**Textauszug**
Die Lincoln Verschwörung [2010]
Wertung: |
Kritik von Jens Adrian |
Hinzugefügt am 18. Dezember 2012
Genre: DramaOriginaltitel: The Conspirator
Laufzeit: 122 min.
Produktionsland: USA
Produktionsjahr: 2010
FSK-Freigabe: ab 12 Jahren
Regie: Robert Redford
Musik: Mark Isham
Darsteller: James McAvoy, Robin Wright, Kevin Kline, Evan Rachel Wood, Tom Wilkinson, Justin Long, Danny Huston, James Badge Dale, Colm Meaney, Alexis Bledel, Johnny Simmons, Toby Kebbell, Jonathan Groff, Stephen Root, John Cullum, Norman Reedus
Kurzinhalt:
Am 14. April 1865, kurz nachdem sich die Südstaaten dem Norden ergeben haben, wird Präsident Lincoln in einem Theater in Washington D.C. erschossen. Der Täter, John Wilkes Booth (Toby Kebbell), stirbt bei der Festnahme. Wenig später finden sich acht Personen vor Gericht, da sie entweder an der Ermordung direkt beteiligt, oder sich der Verschwörung schuldig gemacht haben. Die einzig angeklagte Frau ist Mary Surratt (Robin Wright), deren Sohn John (Johnny Simmons) angeblich ebenso ein Mittäter, zumindest aber ein Bekannter Booths war. In Marys Pension haben sich die Verschwörer getroffen, um das Attentat zu planen. Ihr Sohn ist seither unauffindbar, darum fordert Kriegsminister Edwin Stanton (Kevin Kline) für sie die Höchststrafe.

**Ihre Aufgaben**
A) Geben Sie aus dem Textauszug alles von „Die Lincoln Verschwörung“ bis hinunter zu „Laufzeit: 122 min.“ wortgetreu wieder.
B) Nennen Sie alle Figuren, denen im Kurzinhalt des Textauszugs in Klammern ein Darsteller zugeordnet ist, jeweils zusammen mit diesem Darsteller.
C) Prüfen Sie anhand des Textauszugs, ob die folgenden Aussagen zutreffen: (i) Der Täter stirbt bei seiner Festnahme. (ii) Der Film dauert 112 Minuten. (iii) Mary Surratt ist eine von mehreren angeklagten Frauen.

**Datenzeilen**

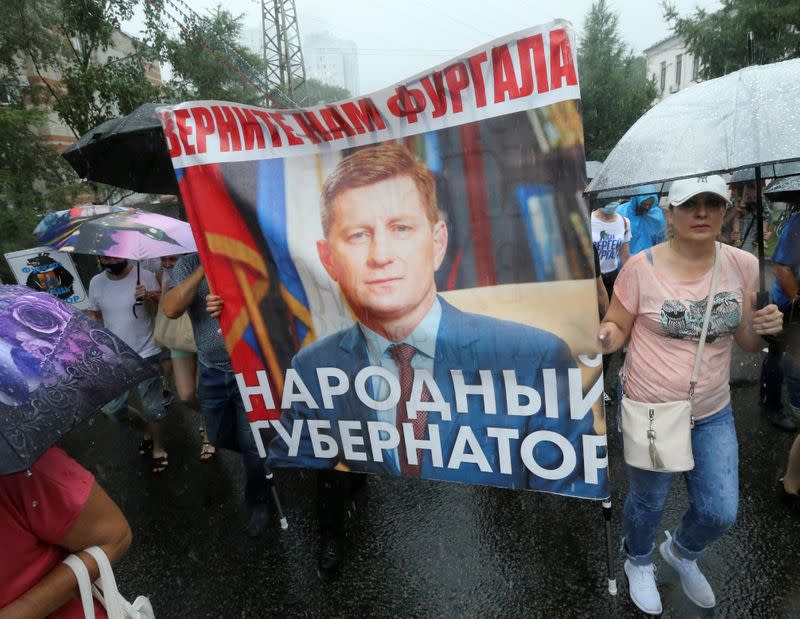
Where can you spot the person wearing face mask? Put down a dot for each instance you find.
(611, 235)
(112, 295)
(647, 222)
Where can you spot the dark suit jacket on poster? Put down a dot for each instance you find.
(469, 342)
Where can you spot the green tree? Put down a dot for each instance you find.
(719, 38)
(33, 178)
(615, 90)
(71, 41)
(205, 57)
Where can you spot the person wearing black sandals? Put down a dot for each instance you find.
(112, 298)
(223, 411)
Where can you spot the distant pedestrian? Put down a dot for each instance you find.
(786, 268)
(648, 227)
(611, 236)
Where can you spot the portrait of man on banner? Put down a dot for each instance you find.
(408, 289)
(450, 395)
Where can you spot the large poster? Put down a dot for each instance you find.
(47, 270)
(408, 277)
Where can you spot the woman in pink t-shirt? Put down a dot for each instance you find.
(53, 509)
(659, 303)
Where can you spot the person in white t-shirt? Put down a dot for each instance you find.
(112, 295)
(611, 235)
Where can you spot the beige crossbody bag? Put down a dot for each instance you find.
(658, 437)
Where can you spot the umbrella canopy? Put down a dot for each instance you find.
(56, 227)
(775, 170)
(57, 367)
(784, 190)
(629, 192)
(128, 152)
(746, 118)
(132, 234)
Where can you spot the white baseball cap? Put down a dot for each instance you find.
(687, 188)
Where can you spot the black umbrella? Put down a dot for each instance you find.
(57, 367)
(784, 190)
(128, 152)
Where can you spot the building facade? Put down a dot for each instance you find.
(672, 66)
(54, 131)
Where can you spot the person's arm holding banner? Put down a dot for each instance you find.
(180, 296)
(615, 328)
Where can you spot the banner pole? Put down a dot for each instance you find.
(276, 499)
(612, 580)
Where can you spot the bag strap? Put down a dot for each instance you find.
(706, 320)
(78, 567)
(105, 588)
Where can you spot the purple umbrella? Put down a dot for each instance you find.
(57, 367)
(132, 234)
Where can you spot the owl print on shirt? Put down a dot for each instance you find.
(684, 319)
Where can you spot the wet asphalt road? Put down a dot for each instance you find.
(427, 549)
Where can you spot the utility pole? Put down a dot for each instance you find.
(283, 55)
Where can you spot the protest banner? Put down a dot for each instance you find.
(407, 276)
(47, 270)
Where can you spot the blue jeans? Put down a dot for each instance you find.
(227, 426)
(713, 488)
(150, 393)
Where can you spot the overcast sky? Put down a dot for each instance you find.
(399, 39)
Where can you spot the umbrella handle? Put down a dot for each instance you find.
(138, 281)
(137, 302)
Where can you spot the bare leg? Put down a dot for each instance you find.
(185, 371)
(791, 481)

**Lösungen je Aufgabe**
A)
Die Lincoln Verschwörung [2010]
Wertung: |
Kritik von Jens Adrian |
Hinzugefügt am 18. Dezember 2012
Genre: DramaOriginaltitel: The Conspirator
Laufzeit: 122 min.

B) John Wilkes Booth (Toby Kebbell), Mary Surratt (Robin Wright), John (Johnny Simmons), Edwin Stanton (Kevin Kline)

C)
(i) Ja: „Der Täter, John Wilkes Booth (Toby Kebbell), stirbt bei der Festnahme.“
(ii) Nein: „Laufzeit: 122 min.“
(iii) Nein: „Die einzig angeklagte Frau ist Mary Surratt (Robin Wright)“